_WORK INSTRUCTIONS_: Rewrite the entries as a numbered list with blank lines omitted, beginning at the line that contains "Exercise. Locate the boulder" and continuing through the final entry.
## start
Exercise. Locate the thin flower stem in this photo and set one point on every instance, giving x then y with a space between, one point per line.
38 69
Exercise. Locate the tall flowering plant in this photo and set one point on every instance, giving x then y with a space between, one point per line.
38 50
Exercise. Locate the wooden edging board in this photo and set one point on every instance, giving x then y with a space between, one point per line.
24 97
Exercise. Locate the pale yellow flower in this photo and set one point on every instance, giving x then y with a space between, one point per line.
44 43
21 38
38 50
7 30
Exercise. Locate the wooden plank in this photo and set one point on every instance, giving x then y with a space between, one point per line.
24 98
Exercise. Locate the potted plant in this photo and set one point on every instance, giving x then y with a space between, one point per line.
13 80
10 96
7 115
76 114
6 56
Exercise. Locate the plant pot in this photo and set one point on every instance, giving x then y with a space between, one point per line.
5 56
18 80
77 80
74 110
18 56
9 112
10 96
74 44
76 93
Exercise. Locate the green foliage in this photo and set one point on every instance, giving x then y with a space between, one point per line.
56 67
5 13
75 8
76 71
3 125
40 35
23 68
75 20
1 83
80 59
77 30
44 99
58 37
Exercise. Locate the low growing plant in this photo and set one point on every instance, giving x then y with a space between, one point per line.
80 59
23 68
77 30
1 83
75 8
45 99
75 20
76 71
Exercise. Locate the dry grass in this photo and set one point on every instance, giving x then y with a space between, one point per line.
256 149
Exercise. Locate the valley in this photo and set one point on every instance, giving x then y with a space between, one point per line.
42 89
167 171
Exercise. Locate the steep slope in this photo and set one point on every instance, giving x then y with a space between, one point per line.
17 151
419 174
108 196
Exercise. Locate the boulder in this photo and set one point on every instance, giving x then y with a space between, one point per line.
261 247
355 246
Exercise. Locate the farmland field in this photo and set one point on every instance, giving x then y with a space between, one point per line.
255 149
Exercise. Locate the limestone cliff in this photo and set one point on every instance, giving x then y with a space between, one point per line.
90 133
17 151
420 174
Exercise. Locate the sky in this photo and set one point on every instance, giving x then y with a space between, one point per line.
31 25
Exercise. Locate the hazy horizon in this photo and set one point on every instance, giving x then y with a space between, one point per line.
## end
_RESPONSE TO THE EXERCISE_:
1. Exercise. Locate the boulder in this photo and set one point on every instance, giving x then y with a space between, one point per line.
2. 261 247
3. 355 246
4. Exercise. Locate the farmland field in this photo and set one point on every instance, giving x then y with a space between, one point per line.
5. 255 149
6. Exercise. Locate the limestone cliff in this photo and set one point on every instance, giving x then y with a space between, one point per line.
7. 90 133
8. 17 151
9. 420 174
10. Exercise. Locate the sky in this photo and set one point on every instance, giving x then y with a space between, one point per line.
11. 31 25
12. Exercise. Locate the hazy horizon in this photo and set one point on every instance, giving x then y with a space between, one point per line.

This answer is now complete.